- **DATA UNDER STUDY**

-----

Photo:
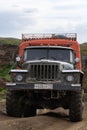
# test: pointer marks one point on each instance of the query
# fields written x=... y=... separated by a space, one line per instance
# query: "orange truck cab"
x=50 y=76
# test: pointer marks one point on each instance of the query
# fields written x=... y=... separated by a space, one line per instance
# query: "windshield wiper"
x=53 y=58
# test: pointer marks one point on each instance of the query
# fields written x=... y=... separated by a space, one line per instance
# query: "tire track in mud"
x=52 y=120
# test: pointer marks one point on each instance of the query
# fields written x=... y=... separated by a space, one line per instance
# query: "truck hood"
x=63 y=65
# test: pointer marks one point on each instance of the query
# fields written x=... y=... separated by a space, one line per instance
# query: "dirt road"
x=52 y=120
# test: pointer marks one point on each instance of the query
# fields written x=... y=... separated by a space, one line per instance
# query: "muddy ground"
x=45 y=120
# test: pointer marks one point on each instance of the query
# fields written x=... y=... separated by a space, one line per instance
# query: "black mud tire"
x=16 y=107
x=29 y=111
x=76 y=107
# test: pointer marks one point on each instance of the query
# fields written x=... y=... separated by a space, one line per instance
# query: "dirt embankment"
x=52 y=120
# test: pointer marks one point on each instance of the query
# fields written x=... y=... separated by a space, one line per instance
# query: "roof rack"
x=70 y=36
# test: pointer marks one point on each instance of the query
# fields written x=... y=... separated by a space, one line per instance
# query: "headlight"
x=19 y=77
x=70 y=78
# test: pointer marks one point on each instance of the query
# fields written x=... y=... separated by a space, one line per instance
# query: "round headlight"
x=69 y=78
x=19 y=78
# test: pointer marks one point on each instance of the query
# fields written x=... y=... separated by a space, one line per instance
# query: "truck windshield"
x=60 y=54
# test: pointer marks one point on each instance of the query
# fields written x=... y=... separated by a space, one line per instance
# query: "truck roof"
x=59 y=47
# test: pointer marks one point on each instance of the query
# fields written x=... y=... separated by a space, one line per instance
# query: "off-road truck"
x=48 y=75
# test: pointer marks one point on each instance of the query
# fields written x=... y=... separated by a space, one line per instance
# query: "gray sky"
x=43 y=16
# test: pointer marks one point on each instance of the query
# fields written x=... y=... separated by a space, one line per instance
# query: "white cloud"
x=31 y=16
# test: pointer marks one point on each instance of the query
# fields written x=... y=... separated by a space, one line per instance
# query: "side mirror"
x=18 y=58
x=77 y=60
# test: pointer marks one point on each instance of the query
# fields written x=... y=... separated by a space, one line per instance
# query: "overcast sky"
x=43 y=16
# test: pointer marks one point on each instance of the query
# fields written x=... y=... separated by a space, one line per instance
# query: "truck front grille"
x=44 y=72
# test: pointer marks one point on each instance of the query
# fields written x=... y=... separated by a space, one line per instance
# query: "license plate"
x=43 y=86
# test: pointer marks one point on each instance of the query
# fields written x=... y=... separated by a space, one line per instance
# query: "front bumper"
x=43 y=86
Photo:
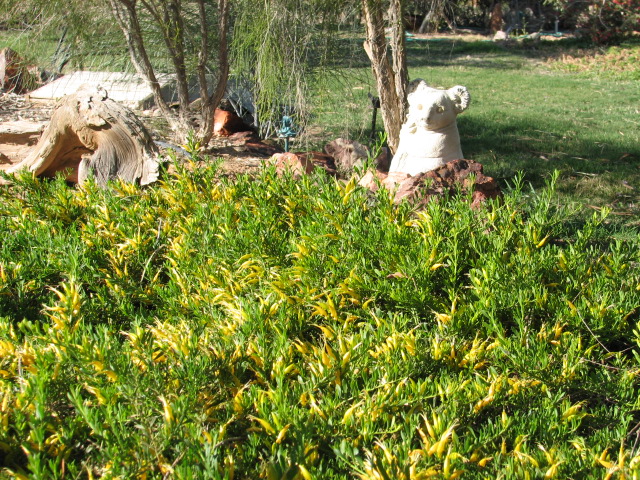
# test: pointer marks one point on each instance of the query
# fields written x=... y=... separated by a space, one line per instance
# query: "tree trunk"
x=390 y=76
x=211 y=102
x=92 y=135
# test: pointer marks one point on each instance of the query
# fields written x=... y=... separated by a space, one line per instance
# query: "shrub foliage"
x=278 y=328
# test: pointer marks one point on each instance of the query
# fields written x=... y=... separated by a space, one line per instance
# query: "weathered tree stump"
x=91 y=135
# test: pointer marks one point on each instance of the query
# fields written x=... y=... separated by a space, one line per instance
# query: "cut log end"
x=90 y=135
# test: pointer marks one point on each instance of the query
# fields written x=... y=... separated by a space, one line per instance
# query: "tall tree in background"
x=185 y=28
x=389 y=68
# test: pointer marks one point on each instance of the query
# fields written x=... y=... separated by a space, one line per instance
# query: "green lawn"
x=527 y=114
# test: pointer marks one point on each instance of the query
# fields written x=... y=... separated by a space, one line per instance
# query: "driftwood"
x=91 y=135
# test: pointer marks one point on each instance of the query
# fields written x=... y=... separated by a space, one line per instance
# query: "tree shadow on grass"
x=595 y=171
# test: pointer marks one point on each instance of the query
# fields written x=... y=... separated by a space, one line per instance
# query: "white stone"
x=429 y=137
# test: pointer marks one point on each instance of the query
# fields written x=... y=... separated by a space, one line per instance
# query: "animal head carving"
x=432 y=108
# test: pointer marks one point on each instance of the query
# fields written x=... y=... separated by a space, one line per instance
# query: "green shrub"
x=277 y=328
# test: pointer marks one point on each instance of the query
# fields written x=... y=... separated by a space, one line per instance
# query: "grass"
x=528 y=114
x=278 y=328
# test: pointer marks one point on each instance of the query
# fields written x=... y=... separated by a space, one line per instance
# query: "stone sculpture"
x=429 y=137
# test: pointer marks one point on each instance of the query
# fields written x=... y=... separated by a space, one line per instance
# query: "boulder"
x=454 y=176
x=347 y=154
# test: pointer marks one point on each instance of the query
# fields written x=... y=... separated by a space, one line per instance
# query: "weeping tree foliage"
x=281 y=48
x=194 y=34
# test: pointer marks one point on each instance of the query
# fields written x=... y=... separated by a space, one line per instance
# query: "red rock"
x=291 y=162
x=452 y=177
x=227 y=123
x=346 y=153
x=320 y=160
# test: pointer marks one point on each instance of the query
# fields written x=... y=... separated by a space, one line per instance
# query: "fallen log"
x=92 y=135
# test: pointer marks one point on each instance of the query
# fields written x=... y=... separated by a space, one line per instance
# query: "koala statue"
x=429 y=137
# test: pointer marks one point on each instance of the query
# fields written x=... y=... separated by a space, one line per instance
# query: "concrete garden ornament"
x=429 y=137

-----

- **PROBLEM STATEMENT**
Copy each record exactly. Leave any images out of the copy.

- **ANSWER SECTION**
Photo:
# test: pointer marks one point on each instance of the query
# fields written x=... y=... separated by a space, one line per instance
# query: "orange truck cab"
x=50 y=76
# test: pointer marks one point on each instance of the query
# fields written x=... y=... separated by a space, one line per instance
# query: "windshield wiper"
x=53 y=58
# test: pointer marks one point on each instance of the query
# fields written x=... y=... separated by a space, one line per instance
# query: "tire track in mud"
x=52 y=120
# test: pointer marks one point on each instance of the query
# fields written x=... y=... separated by a space, one line per instance
# query: "truck hood"
x=63 y=65
# test: pointer marks one point on each instance of the query
# fields written x=... y=... separated by a space, one line per instance
# query: "dirt road"
x=52 y=120
# test: pointer marks one point on each instance of the query
# fields written x=... y=... separated by a space, one line per instance
# query: "muddy ground"
x=45 y=120
# test: pointer marks one point on each instance of the query
# fields written x=... y=... separated by a space, one line per instance
# query: "black mud tire"
x=16 y=107
x=29 y=111
x=76 y=107
# test: pointer marks one point on each instance of the query
# fields written x=... y=... separated by a space, one line per instance
# query: "dirt embankment"
x=52 y=120
# test: pointer marks one point on each instance of the query
# fields written x=... y=... separated by a space, one line per instance
# query: "roof rack"
x=70 y=36
# test: pointer marks one point on each instance of the query
# fields written x=... y=... separated by a space, one line per instance
# query: "headlight"
x=19 y=77
x=70 y=78
# test: pointer marks one point on each instance of the query
# fields written x=... y=... separated by a space, one line per instance
# query: "round headlight"
x=69 y=78
x=19 y=78
# test: pointer marks one point on each instance of the query
# fields written x=... y=... separated by a space, one line per instance
# query: "truck windshield"
x=60 y=54
# test: pointer marks one point on each instance of the query
# fields written x=... y=... separated by a space, one line per instance
# query: "truck roof"
x=59 y=47
# test: pointer marks one point on each instance of the query
# fields written x=... y=... separated by a space, one line per instance
# query: "off-road truck"
x=48 y=75
# test: pointer marks one point on each instance of the query
# fields written x=... y=... separated by a space, one line per instance
# query: "gray sky"
x=43 y=16
# test: pointer marks one point on each instance of the query
# fields written x=... y=... separated by a space, one line per instance
# query: "white cloud"
x=31 y=16
# test: pointer marks one point on each instance of the query
# fields written x=... y=... separated by a space, one line per instance
# query: "side mirror"
x=18 y=58
x=77 y=60
# test: pointer marks one point on each instance of the query
# fields written x=... y=... separated by a space, one line per instance
# query: "overcast sky"
x=43 y=16
# test: pointer marks one point on each instance of the query
# fields written x=... y=... separated by a space, one line per instance
# query: "truck front grille"
x=44 y=72
# test: pointer marks one point on each instance of the query
# fields written x=... y=... separated by a space, one line per instance
# query: "license plate"
x=43 y=86
# test: pointer marks one point on each instance of the query
# fields written x=... y=... separated by a space, one line per instance
# query: "front bumper"
x=43 y=86
Photo:
# test: pointer marks one point on each instance of the query
# fields written x=... y=... separated by a space, one line per instance
# query: "tree trunk"
x=390 y=76
x=211 y=102
x=92 y=135
# test: pointer marks one point on each instance of the query
# fields written x=... y=... separated by a space, one line per instance
# query: "shrub foliage"
x=278 y=328
# test: pointer marks one point on each instance of the query
# fields written x=... y=... separated by a space, one line per instance
# query: "weathered tree stump"
x=91 y=135
# test: pointer marks one point on each instance of the query
# fields written x=... y=... separated by a space, one line per instance
# query: "cut log end"
x=90 y=135
# test: pointer marks one point on each instance of the query
# fields written x=... y=... separated by a space, one line per instance
# query: "tall tree in background"
x=185 y=28
x=389 y=68
# test: pointer marks one point on each instance of the query
# fields written x=... y=... separated by a space, one line per instance
# query: "green lawn"
x=527 y=114
# test: pointer marks one point on each instance of the query
# fields written x=... y=... separated by a space, one line per instance
# query: "driftwood"
x=91 y=135
# test: pointer marks one point on each instance of the query
# fields written x=... y=... separated by a space, one line per instance
# query: "tree shadow on grass"
x=595 y=171
# test: pointer marks one point on each instance of the query
# fields written x=... y=... separated by a space, one line per instance
# query: "white stone"
x=429 y=137
# test: pointer marks one point on each instance of the query
# fields written x=... y=... separated by a space, one line per instance
# query: "animal head carving"
x=432 y=108
# test: pointer marks one point on each instance of the query
# fields written x=... y=... separated by a space, one line per instance
# query: "green shrub"
x=277 y=328
# test: pointer marks one point on each instance of the query
# fields written x=... y=... separated by a space, one line per instance
# query: "grass"
x=528 y=114
x=278 y=328
# test: pointer marks one point on each instance of the query
# fields written x=... y=... separated by a space, one line per instance
# query: "stone sculpture"
x=429 y=137
# test: pointer marks one point on each instance of the query
# fields written x=... y=... separated by a space, one line per instance
# query: "boulder"
x=454 y=176
x=347 y=154
# test: pointer marks one point on each instance of the query
# fields written x=... y=... separated by a space, one line per instance
# query: "weeping tree foliage"
x=281 y=48
x=194 y=34
# test: pointer marks one point on each instance of the query
# fields written x=... y=... separated by a space, one line per instance
# query: "red rock"
x=291 y=162
x=452 y=177
x=227 y=123
x=346 y=153
x=320 y=160
# test: pointer marks one point on each instance of the query
# fields written x=... y=... separated by a space, one line per instance
# query: "fallen log"
x=92 y=135
# test: pointer marks one point on each instance of the query
# fields written x=... y=... separated by a space, one line per instance
# query: "koala statue"
x=429 y=137
# test: pointer marks one point on each instance of the query
# fields written x=... y=... separated by a space, one line per instance
# query: "concrete garden ornament"
x=429 y=137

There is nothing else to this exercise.